======== Exercise data ========
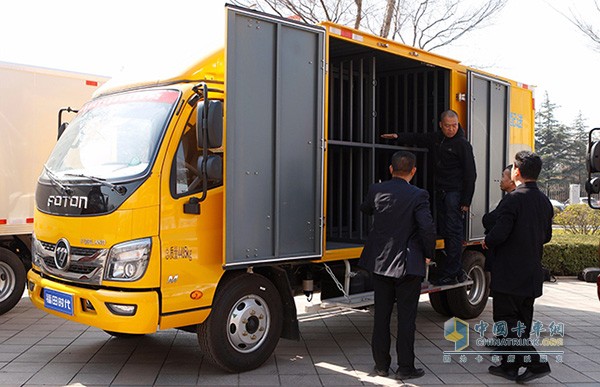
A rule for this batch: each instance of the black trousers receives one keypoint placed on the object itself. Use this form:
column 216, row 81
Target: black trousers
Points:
column 517, row 310
column 405, row 294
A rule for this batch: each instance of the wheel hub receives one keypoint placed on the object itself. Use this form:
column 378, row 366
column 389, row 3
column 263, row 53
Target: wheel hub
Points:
column 8, row 281
column 249, row 322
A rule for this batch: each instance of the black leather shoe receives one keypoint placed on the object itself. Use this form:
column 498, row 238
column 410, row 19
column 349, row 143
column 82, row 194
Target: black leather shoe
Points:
column 413, row 374
column 445, row 281
column 379, row 372
column 532, row 374
column 504, row 372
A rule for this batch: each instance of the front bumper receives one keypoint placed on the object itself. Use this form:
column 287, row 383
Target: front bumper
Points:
column 90, row 306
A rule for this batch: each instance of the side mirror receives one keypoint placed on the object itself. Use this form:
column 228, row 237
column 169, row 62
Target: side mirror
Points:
column 210, row 117
column 594, row 157
column 592, row 185
column 61, row 129
column 214, row 167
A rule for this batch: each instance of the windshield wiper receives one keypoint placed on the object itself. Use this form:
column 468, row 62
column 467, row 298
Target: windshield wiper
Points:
column 55, row 181
column 121, row 190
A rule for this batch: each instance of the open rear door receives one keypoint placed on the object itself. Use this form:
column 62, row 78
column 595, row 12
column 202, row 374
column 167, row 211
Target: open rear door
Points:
column 488, row 109
column 274, row 139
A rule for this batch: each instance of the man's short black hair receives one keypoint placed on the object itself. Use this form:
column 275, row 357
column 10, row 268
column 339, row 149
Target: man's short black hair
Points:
column 448, row 113
column 403, row 162
column 529, row 164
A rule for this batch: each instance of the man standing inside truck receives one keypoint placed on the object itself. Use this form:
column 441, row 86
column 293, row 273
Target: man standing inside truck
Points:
column 523, row 226
column 402, row 236
column 454, row 183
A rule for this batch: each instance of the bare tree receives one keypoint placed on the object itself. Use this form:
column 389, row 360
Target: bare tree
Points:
column 427, row 24
column 585, row 26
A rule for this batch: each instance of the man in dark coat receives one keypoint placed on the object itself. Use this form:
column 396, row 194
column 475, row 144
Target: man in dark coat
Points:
column 455, row 176
column 400, row 241
column 523, row 226
column 489, row 219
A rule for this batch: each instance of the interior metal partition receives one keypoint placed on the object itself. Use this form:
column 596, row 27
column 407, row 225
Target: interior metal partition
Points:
column 274, row 139
column 488, row 109
column 372, row 92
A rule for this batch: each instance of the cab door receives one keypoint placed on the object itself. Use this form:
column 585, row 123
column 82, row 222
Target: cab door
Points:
column 488, row 110
column 191, row 243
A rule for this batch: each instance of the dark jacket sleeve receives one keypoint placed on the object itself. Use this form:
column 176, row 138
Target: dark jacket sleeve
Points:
column 368, row 205
column 469, row 175
column 501, row 230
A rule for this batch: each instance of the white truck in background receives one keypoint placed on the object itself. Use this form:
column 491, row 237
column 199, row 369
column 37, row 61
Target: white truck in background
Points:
column 32, row 102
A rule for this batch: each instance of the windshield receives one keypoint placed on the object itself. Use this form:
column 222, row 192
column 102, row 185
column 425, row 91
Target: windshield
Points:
column 113, row 137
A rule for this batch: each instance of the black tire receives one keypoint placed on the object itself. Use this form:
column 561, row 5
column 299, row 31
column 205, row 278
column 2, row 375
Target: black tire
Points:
column 439, row 302
column 244, row 325
column 469, row 301
column 12, row 280
column 119, row 335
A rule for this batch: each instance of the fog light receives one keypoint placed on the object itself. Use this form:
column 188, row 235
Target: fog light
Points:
column 122, row 309
column 87, row 306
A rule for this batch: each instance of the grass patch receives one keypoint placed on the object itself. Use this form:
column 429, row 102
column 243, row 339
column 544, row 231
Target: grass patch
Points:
========
Challenge: Convert every line of the data above into a Markdown table with the columns Row and Data Line, numbering the rows and skipping blank lines. Leave the pictures out.

Full answer:
| Row | Data Line |
|---|---|
| 1 | A rule for this batch: each instance of the black trousers receives one keypoint placed on the object itself. Use this form: |
| 2 | column 216, row 81 |
| 3 | Target: black trousers |
| 4 | Points: |
| 5 | column 517, row 310 |
| 6 | column 405, row 294 |
| 7 | A rule for this batch: each instance of the wheel hub receives one keypoint placed on the object itself. Use this form: |
| 8 | column 378, row 366 |
| 9 | column 389, row 3 |
| 10 | column 263, row 53 |
| 11 | Target: wheel hub |
| 12 | Points: |
| 13 | column 8, row 281 |
| 14 | column 249, row 322 |
| 15 | A rule for this batch: each instance of the black leather shoe receives one keypoint placed on the object itself. Use this form: |
| 16 | column 498, row 238 |
| 17 | column 410, row 19 |
| 18 | column 349, row 143 |
| 19 | column 82, row 194 |
| 20 | Target: black leather shoe |
| 21 | Points: |
| 22 | column 413, row 374 |
| 23 | column 445, row 281 |
| 24 | column 379, row 372 |
| 25 | column 532, row 374 |
| 26 | column 504, row 372 |
| 27 | A rule for this batch: each instance of the front bumper receives one keypoint placed on the object itself. Use this form: |
| 28 | column 287, row 383 |
| 29 | Target: front bumper |
| 30 | Points: |
| 31 | column 90, row 306 |
| 32 | A rule for this batch: each instance of the side mirror receives one keypoint placed on the object itself. Use this form: |
| 33 | column 228, row 237 |
| 34 | column 169, row 62 |
| 35 | Target: side mirror |
| 36 | Points: |
| 37 | column 210, row 117 |
| 38 | column 594, row 157 |
| 39 | column 592, row 185 |
| 40 | column 61, row 129 |
| 41 | column 214, row 167 |
| 42 | A rule for this batch: each instance of the windshield wiper receives one keypoint placed on the object itself. Use this form: |
| 43 | column 468, row 62 |
| 44 | column 467, row 298 |
| 45 | Target: windshield wiper |
| 46 | Points: |
| 47 | column 55, row 181 |
| 48 | column 121, row 190 |
| 49 | A rule for this batch: each instance of the open rear door receives one keypoint placed on the object itself. Use this form: |
| 50 | column 62, row 78 |
| 51 | column 595, row 12 |
| 52 | column 202, row 374 |
| 53 | column 167, row 211 |
| 54 | Target: open rear door |
| 55 | Points: |
| 56 | column 488, row 109 |
| 57 | column 274, row 139 |
| 58 | A rule for this batch: each instance of the man's short black hair receives one keypoint placed on the object itself. Use this form: |
| 59 | column 275, row 357 |
| 60 | column 10, row 268 |
| 61 | column 339, row 149 |
| 62 | Target: man's short black hair |
| 63 | Points: |
| 64 | column 448, row 113 |
| 65 | column 403, row 162 |
| 66 | column 529, row 164 |
| 67 | A rule for this batch: each instance of the man standing inside truck receives one keypoint placed on the object itself. Use this form: |
| 68 | column 441, row 86 |
| 69 | column 293, row 273 |
| 70 | Target: man standing inside truck |
| 71 | Points: |
| 72 | column 523, row 226 |
| 73 | column 402, row 236 |
| 74 | column 454, row 183 |
| 75 | A rule for this batch: each instance of the bare tree receives one keypoint placed on the object itself. Use this form: |
| 76 | column 389, row 360 |
| 77 | Target: bare tree |
| 78 | Points: |
| 79 | column 427, row 24 |
| 80 | column 585, row 26 |
| 81 | A rule for this batch: each instance of the man in dark coat receives one keypoint placed on the object itself. Use this form: |
| 82 | column 396, row 194 |
| 83 | column 475, row 144 |
| 84 | Target: man in dark coat |
| 85 | Points: |
| 86 | column 455, row 176 |
| 87 | column 400, row 241 |
| 88 | column 523, row 226 |
| 89 | column 489, row 219 |
| 90 | A rule for this batch: each instance of the interior metal partition receives one keypoint placed on the object itself. Use this form: |
| 91 | column 596, row 27 |
| 92 | column 407, row 225 |
| 93 | Target: interior metal partition |
| 94 | Points: |
| 95 | column 274, row 139 |
| 96 | column 488, row 109 |
| 97 | column 372, row 92 |
| 98 | A rule for this batch: each instance of the cab door receives one keypoint placed on the object itself. Use this form: |
| 99 | column 585, row 123 |
| 100 | column 82, row 222 |
| 101 | Target: cab door |
| 102 | Points: |
| 103 | column 488, row 110 |
| 104 | column 191, row 243 |
| 105 | A rule for this batch: each instance of the dark jacket sleeve receives one keypoint placed on the object itself. Use this form: |
| 106 | column 176, row 138 |
| 107 | Target: dark jacket sleeve |
| 108 | Points: |
| 109 | column 368, row 205 |
| 110 | column 469, row 175 |
| 111 | column 501, row 230 |
| 112 | A rule for this batch: each instance of the white truck in background receives one keypoint placed on the object itself. Use this form: |
| 113 | column 491, row 237 |
| 114 | column 199, row 369 |
| 115 | column 37, row 61 |
| 116 | Target: white truck in background |
| 117 | Points: |
| 118 | column 32, row 102 |
| 119 | A rule for this batch: each instance of the windshield receives one keypoint placed on the object itself. Use this form: |
| 120 | column 222, row 192 |
| 121 | column 102, row 185 |
| 122 | column 425, row 91 |
| 123 | Target: windshield |
| 124 | Points: |
| 125 | column 113, row 137 |
| 126 | A rule for this batch: each instance of the black tire receives one keypoint placed on the object itself. Use this form: |
| 127 | column 561, row 5 |
| 128 | column 299, row 31 |
| 129 | column 205, row 278 |
| 130 | column 2, row 375 |
| 131 | Target: black tire |
| 132 | Points: |
| 133 | column 439, row 302 |
| 134 | column 244, row 325 |
| 135 | column 469, row 301 |
| 136 | column 12, row 280 |
| 137 | column 119, row 335 |
| 138 | A rule for this batch: each instance of the fog light receives one keypoint placed on the object itself. Use this form: |
| 139 | column 188, row 235 |
| 140 | Target: fog light |
| 141 | Points: |
| 142 | column 122, row 309 |
| 143 | column 87, row 306 |
| 144 | A rule for this batch: each instance of the grass patch receives one keypoint placed on the object itself. Use this form: |
| 145 | column 429, row 102 |
| 146 | column 243, row 339 |
| 147 | column 544, row 231 |
| 148 | Target: grass patch |
| 149 | Points: |